Pull out each line in the rows below that contains the word "dormer". Case counts, so only lines that use that word with the same capitalization qualify.

:: EXERCISE DATA ::

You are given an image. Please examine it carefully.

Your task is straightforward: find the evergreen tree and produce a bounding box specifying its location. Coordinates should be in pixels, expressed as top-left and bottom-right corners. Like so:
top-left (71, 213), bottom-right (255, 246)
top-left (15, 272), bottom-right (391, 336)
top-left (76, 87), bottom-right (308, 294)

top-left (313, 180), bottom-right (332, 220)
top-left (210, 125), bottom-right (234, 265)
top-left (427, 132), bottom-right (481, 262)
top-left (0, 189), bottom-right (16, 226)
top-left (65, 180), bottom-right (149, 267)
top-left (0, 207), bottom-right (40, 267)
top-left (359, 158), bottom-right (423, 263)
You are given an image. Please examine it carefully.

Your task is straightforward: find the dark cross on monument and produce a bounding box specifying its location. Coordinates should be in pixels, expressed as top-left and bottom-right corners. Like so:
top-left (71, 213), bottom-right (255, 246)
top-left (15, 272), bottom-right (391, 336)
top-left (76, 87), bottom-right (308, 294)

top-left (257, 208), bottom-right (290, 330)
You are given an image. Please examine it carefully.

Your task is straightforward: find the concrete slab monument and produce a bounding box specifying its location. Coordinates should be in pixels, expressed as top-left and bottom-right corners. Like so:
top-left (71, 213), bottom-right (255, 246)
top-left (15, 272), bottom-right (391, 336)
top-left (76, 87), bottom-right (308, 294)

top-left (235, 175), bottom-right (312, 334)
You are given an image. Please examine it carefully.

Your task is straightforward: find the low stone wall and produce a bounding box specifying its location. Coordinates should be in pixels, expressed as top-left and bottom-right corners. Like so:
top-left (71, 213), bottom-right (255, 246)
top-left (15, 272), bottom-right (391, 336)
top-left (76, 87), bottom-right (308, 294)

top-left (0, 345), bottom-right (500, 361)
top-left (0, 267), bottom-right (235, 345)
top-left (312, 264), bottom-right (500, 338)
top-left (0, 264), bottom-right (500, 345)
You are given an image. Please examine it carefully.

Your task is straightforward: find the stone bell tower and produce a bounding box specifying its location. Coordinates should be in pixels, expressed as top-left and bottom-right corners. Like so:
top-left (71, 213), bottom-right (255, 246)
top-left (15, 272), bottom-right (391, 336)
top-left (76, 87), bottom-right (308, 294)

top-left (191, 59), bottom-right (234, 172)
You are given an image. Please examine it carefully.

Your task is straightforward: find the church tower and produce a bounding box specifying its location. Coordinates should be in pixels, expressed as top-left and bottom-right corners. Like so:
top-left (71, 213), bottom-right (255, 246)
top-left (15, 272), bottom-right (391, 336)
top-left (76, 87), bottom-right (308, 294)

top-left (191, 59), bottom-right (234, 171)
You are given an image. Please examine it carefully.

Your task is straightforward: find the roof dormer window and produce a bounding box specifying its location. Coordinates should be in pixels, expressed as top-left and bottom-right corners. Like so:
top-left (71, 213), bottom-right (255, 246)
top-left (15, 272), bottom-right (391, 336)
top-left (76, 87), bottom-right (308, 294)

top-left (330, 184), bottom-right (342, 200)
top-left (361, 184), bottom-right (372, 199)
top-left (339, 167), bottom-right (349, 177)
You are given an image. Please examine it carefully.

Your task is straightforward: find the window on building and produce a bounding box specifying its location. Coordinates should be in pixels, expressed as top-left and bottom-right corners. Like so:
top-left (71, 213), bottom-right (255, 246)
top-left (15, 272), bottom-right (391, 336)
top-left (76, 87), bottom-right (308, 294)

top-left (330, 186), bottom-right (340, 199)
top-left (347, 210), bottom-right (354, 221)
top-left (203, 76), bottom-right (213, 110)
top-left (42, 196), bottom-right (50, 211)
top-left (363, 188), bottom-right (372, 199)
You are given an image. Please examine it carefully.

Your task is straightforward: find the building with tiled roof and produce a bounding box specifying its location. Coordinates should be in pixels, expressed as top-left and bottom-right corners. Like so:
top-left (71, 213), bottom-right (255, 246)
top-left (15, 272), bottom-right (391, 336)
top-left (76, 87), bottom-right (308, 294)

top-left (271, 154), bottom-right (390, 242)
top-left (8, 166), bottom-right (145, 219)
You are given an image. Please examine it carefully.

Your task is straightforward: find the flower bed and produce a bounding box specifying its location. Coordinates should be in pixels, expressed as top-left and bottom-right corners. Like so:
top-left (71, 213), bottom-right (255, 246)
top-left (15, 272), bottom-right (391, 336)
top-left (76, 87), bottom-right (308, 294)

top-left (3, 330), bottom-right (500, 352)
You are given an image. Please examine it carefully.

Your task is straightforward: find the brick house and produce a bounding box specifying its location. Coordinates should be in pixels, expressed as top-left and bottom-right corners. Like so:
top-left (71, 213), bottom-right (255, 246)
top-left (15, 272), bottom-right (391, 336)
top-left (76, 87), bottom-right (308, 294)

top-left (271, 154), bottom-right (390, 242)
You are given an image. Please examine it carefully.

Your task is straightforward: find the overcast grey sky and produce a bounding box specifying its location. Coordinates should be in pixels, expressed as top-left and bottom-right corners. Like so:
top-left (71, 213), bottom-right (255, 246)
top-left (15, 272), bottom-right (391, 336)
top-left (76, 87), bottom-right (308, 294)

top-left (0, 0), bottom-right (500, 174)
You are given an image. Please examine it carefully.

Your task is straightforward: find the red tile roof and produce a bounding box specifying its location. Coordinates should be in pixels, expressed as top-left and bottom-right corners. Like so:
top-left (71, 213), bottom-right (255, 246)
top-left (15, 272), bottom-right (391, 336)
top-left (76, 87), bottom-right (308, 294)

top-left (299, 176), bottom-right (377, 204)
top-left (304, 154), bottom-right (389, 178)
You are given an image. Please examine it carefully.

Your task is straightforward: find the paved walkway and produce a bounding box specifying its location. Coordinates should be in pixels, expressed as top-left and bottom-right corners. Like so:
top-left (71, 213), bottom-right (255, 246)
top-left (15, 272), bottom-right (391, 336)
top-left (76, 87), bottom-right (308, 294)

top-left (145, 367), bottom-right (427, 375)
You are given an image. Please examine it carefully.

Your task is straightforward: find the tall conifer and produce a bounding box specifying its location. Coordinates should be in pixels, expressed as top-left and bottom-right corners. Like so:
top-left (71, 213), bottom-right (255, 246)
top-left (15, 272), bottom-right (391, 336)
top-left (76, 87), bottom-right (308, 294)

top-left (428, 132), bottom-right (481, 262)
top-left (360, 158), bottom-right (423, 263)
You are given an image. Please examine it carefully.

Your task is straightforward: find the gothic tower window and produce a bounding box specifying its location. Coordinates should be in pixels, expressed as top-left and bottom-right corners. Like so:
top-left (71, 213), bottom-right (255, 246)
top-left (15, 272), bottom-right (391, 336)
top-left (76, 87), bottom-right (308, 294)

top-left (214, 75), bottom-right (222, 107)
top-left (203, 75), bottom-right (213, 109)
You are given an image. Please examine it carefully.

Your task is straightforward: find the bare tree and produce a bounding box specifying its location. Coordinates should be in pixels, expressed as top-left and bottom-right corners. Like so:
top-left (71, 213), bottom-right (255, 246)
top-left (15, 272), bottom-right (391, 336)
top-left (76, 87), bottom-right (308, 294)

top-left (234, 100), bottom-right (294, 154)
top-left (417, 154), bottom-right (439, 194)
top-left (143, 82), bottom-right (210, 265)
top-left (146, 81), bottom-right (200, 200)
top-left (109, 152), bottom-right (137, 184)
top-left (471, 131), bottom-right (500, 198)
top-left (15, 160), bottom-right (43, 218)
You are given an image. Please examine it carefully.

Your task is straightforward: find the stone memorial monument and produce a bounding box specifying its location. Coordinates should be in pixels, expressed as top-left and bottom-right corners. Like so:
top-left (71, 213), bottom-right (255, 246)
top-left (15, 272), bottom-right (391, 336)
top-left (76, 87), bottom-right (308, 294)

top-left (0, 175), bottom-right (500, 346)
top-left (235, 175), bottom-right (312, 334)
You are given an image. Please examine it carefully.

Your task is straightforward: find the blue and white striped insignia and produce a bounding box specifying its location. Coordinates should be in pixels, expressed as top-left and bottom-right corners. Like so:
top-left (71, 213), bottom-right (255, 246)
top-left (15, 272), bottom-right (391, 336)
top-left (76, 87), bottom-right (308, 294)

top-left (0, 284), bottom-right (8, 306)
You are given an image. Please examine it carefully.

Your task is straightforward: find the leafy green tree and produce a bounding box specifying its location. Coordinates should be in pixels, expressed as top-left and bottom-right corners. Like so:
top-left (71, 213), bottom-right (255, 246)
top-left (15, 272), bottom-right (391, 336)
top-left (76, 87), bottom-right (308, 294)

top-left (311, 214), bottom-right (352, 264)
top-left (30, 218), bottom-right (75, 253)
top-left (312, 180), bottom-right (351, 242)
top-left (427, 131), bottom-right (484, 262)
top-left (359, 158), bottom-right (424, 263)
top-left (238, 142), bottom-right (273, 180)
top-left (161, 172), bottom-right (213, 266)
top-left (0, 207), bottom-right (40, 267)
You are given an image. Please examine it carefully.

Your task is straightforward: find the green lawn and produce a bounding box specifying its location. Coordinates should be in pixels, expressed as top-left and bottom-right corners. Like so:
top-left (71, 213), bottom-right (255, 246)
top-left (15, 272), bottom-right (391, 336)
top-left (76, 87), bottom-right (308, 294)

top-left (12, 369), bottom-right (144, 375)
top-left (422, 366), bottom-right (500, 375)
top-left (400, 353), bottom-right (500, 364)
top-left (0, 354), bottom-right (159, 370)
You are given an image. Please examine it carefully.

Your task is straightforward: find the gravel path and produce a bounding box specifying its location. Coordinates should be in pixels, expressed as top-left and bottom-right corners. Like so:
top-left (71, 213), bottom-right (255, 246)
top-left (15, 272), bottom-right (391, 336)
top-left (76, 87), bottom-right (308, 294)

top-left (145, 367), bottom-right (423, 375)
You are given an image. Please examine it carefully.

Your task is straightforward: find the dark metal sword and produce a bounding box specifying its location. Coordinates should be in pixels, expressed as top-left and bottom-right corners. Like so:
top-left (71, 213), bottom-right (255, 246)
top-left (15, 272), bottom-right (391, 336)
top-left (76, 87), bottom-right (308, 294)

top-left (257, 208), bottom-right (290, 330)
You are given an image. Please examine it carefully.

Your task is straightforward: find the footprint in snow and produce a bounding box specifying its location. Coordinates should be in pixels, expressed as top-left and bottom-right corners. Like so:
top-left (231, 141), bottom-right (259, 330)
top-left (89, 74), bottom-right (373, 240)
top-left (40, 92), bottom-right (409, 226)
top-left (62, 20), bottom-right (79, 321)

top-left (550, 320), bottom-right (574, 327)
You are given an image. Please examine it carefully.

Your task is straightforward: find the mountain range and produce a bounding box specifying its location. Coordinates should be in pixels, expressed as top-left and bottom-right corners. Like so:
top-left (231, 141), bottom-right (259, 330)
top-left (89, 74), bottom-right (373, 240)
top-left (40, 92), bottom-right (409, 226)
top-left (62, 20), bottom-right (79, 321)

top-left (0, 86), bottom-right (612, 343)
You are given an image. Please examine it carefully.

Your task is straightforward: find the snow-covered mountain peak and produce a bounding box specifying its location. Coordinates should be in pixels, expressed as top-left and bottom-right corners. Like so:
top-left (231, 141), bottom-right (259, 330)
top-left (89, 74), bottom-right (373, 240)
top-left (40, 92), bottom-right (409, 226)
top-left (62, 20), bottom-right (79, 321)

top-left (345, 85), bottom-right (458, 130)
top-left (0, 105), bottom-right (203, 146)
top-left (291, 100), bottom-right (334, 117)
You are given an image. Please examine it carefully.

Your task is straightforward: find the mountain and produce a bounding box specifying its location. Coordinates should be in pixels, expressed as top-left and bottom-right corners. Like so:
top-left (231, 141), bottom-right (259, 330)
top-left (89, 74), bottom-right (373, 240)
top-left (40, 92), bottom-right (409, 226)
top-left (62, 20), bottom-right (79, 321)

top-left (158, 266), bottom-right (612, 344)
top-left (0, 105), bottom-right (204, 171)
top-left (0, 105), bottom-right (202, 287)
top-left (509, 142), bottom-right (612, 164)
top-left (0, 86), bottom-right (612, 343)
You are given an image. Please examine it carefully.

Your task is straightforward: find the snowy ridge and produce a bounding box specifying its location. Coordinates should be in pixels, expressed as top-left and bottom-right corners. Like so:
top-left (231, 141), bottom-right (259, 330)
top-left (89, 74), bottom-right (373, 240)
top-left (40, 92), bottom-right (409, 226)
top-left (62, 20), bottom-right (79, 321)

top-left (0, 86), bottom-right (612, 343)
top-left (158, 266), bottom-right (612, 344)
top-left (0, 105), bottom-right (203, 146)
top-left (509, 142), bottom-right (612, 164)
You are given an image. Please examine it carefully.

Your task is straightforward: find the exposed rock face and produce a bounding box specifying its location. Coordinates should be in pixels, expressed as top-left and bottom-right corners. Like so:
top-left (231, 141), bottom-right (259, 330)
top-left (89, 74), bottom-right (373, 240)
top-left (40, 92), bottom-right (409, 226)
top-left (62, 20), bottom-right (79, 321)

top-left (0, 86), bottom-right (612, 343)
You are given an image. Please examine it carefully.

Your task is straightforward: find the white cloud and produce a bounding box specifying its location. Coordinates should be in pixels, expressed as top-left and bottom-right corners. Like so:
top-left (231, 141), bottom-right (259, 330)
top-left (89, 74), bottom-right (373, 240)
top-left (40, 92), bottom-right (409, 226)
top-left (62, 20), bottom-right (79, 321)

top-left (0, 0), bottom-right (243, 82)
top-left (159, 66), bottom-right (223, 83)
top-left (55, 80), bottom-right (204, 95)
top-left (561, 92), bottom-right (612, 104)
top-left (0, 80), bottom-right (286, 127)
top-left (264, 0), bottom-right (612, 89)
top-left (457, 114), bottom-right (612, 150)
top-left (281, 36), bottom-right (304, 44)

:::

FULL ANSWER:
Your task is straightforward: find the roof dormer window and produce a bounding box specifying its location. Coordinates should be in pixels, expressed as top-left and bottom-right corners. Like so:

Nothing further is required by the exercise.